“Kami betul-betul memastikan di Jakarta tidak boleh satu pun diterbitkan Perda-Perda syariah. Saya jamin itu nggak boleh ya, ini adalah kota miniaturnya Indonesia…” ~Dajrot Saiful Hidayat, Wakil Gubernur Jakarta, detik.com, 24 Marer 2017 ~
oleh: Muhammad Iswardani Chaniago
SUASANA agak menegang, Ki Bagus Hadi Kusumo, tiba-tiba menginterupsi rapat: “Saya berlindung kepada Allah dari syetan yang merusak. Tuan-tuan dengan pendek sudah kerapkali diterangkan di sini, bahwa Islam itu mengandung ideologi negara. Maka tidak bisa negara dipisah dari Islam, sebab corak Islam negara dan agama itu sudah diterangkan.. Kalau ideologi negara tidak diterima, tidak diterima!..” (Risalah Sidang BPUPKI, Jakarta: Sekretariat Negara, hal 351)

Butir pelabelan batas
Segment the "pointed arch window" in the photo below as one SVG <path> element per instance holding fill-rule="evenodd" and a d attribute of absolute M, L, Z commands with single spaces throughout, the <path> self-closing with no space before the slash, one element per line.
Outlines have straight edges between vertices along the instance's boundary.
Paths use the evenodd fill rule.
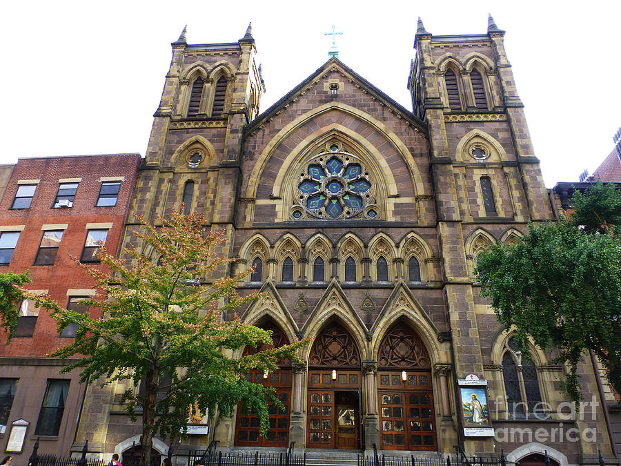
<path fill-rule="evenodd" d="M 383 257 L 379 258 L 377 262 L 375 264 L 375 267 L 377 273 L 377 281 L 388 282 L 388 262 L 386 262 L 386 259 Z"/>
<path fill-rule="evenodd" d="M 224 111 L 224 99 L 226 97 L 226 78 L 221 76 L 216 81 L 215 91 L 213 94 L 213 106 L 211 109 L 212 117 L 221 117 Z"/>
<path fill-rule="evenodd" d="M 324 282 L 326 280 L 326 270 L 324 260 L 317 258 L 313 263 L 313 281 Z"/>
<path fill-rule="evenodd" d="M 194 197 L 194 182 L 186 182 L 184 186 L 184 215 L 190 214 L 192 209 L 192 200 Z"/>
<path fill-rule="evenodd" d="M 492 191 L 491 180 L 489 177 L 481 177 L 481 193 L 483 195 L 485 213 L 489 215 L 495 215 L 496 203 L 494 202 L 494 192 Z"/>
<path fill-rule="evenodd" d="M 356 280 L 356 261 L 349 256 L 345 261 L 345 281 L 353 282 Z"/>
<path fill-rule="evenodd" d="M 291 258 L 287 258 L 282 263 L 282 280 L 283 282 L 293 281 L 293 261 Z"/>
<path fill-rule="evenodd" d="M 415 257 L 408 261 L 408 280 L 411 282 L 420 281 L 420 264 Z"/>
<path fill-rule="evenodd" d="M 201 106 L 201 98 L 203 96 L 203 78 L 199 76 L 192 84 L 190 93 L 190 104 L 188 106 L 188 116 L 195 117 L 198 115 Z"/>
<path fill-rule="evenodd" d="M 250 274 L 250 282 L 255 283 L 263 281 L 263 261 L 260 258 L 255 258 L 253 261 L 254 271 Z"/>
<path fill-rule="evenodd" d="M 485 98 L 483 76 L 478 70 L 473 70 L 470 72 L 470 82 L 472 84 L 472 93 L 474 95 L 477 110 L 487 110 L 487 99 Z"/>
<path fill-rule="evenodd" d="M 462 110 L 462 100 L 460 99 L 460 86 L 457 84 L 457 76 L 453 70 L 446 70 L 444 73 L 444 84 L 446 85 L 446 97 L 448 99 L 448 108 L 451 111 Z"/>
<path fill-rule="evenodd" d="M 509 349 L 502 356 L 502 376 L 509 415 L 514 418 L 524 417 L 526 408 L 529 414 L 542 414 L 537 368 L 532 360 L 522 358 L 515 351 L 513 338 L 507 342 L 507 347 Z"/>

[Petunjuk Kerja]
1/ Menurut teks kutipan, siapa yang tiba-tiba menginterupsi rapat?
2/ Salin tanpa perubahan bagian data dari awal data sampai baris yang memuat "Paths use the evenodd fill rule.", termasuk baris itu.

[Jawaban Latihan]
1/ Ki Bagus Hadi Kusumo

2/
Segment the "pointed arch window" in the photo below as one SVG <path> element per instance holding fill-rule="evenodd" and a d attribute of absolute M, L, Z commands with single spaces throughout, the <path> self-closing with no space before the slash, one element per line.
Outlines have straight edges between vertices along the instance's boundary.
Paths use the evenodd fill rule.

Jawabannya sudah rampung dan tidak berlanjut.